• Instructions for the task
Please copy the healthy eating text from "There are two" through "overall cardiovascular health.", swapping "olive oil" for "canola oil".

• Extract
Alcohol does not offer any nutritional value. So drinking too much can increase your risk of developing chronic diseases such as cancer. It can also increase calorie consumption, which can lead weight gain over time.
7. Cook With Unsaturated Fats
Many people view all cooking oils as equal when that is the farthest thing from the truth. With so many on the market, it can be hard to decide which ones are best.
There are two rules that you can follow to ensure you using healthy cooking oils.
First, you want to choose unsaturated oils, which are oils considered to be high unsaturated fats. Second, choose oils with a high smoke point to reduce the risk of consuming toxins that can release free radicals in the body.
Examples of oils that fall into both categories are olive oil, avocado oil, and sesame oil. Studies continue to show that replacing saturated fats with unsaturated fats can improve your overall cardiovascular health.
8. Eat More Seafood
If you do not have a seafood allergy or aversion, try eating seafood at least twice per week. Remember those unsaturated fats I mentioned earlier? Well, seafood, specifically fish is packed with them. Studies show that seafood provides important several nutrients such as protein, essential amino acids, polyunsaturated fats, and a list of vitamins and minerals.
The benefits associated with consuming seafood are endless. Eating more seafood can help you lose weight, improve brain function, boost immunity, and improve cardiovascular health.
9. Add More Color to Your Plate
Food, specifically fruits, and vegetables come in a variety of colors that you should try to include at mealtimes. Colorful foods such as grapes, peppers, squash, watermelon, etc, can provide your body with a number of important vitamins and minerals.

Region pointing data
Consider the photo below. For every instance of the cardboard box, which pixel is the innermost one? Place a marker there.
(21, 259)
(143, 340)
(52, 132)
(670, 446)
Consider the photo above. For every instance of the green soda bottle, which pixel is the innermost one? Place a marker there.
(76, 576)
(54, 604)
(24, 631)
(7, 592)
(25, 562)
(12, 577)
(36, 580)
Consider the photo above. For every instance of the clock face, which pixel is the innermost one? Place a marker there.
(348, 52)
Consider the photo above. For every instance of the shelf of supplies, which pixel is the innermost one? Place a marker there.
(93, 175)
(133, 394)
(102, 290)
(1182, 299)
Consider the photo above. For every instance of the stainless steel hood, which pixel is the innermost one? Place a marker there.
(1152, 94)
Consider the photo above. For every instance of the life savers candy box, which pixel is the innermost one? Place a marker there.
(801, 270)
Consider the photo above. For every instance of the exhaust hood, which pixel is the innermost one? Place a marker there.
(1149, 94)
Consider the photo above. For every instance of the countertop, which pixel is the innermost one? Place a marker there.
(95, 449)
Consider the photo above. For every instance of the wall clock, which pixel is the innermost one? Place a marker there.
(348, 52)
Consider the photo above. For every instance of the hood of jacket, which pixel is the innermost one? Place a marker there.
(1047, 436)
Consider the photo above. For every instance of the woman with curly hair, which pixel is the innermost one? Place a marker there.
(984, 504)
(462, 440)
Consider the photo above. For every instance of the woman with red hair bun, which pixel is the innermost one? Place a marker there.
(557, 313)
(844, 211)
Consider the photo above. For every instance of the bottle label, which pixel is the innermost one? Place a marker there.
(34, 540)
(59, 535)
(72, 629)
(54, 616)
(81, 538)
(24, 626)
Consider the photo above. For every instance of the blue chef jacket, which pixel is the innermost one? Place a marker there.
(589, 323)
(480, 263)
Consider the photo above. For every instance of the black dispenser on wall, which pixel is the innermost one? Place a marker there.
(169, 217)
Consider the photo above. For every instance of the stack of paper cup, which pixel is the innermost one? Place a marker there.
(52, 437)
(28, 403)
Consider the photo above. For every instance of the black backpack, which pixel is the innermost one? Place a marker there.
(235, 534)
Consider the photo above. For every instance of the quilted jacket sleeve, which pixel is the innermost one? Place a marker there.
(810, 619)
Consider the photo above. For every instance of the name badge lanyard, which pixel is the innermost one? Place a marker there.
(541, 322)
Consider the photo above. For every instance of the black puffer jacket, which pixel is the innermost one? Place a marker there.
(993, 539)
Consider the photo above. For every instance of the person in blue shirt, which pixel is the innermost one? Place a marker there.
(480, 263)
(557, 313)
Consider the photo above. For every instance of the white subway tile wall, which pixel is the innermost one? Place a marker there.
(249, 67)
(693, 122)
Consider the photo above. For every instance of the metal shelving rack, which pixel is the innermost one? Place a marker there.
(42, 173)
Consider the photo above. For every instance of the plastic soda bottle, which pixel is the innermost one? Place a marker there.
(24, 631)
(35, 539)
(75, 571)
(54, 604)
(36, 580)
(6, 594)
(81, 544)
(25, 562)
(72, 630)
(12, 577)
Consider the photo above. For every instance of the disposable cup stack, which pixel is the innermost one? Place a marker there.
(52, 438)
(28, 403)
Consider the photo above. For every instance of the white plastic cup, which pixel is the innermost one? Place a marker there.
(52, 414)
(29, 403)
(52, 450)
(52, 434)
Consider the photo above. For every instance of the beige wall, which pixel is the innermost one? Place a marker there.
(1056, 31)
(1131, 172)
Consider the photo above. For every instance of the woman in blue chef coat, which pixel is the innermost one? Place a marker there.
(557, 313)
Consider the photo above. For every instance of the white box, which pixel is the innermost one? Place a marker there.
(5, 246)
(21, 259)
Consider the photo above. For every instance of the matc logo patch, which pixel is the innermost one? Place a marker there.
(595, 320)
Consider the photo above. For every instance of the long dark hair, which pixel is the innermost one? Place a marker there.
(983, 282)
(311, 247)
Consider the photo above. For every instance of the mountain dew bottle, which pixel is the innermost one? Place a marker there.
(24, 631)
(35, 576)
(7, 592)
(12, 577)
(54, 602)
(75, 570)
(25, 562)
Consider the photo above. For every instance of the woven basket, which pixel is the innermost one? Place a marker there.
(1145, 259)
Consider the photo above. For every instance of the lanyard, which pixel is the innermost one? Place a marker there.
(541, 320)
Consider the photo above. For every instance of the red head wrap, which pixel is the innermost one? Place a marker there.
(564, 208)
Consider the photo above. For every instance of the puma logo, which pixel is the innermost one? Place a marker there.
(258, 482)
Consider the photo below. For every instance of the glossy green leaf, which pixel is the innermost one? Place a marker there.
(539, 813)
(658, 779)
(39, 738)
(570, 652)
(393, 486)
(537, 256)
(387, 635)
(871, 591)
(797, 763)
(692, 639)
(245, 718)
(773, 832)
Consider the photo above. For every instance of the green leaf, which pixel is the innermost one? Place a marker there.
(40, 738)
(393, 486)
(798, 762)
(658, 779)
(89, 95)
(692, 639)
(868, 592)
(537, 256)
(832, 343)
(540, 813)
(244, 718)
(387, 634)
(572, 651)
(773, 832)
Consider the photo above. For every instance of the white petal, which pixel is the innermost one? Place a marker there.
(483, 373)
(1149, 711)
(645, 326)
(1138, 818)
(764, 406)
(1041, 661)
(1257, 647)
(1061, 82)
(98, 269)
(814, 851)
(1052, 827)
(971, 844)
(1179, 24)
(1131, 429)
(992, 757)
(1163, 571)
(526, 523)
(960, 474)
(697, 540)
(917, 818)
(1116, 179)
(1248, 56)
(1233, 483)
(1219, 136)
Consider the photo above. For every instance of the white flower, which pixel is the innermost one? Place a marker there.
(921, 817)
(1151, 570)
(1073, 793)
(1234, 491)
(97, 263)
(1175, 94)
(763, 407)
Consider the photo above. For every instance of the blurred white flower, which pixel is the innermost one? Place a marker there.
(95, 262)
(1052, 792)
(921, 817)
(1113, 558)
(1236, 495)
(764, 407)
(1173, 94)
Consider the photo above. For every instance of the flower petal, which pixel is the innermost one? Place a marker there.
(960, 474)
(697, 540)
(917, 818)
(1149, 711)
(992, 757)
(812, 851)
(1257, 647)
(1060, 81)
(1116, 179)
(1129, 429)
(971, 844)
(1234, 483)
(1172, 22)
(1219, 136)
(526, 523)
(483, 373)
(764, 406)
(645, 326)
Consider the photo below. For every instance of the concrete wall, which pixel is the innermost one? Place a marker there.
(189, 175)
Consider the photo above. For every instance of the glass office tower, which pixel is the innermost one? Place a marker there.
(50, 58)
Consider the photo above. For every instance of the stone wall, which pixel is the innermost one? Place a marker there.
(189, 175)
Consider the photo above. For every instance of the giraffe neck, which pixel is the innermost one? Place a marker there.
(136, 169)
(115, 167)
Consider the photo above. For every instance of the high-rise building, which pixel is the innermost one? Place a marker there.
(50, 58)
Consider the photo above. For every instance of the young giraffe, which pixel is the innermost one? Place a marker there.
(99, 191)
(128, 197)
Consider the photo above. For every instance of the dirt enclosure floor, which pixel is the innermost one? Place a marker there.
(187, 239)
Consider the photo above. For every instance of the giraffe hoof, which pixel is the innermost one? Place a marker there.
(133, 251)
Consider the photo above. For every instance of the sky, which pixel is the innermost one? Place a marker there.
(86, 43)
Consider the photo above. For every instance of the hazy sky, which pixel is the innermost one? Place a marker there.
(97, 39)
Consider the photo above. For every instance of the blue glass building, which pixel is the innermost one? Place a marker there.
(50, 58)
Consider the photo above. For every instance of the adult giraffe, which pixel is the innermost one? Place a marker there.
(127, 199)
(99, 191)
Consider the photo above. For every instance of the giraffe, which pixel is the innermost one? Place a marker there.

• Answer space
There are two rules that you can follow to ensure you using healthy cooking oils.
First, you want to choose unsaturated oils, which are oils considered to be high unsaturated fats. Second, choose oils with a high smoke point to reduce the risk of consuming toxins that can release free radicals in the body.
Examples of oils that fall into both categories are canola oil, avocado oil, and sesame oil. Studies continue to show that replacing saturated fats with unsaturated fats can improve your overall cardiovascular health.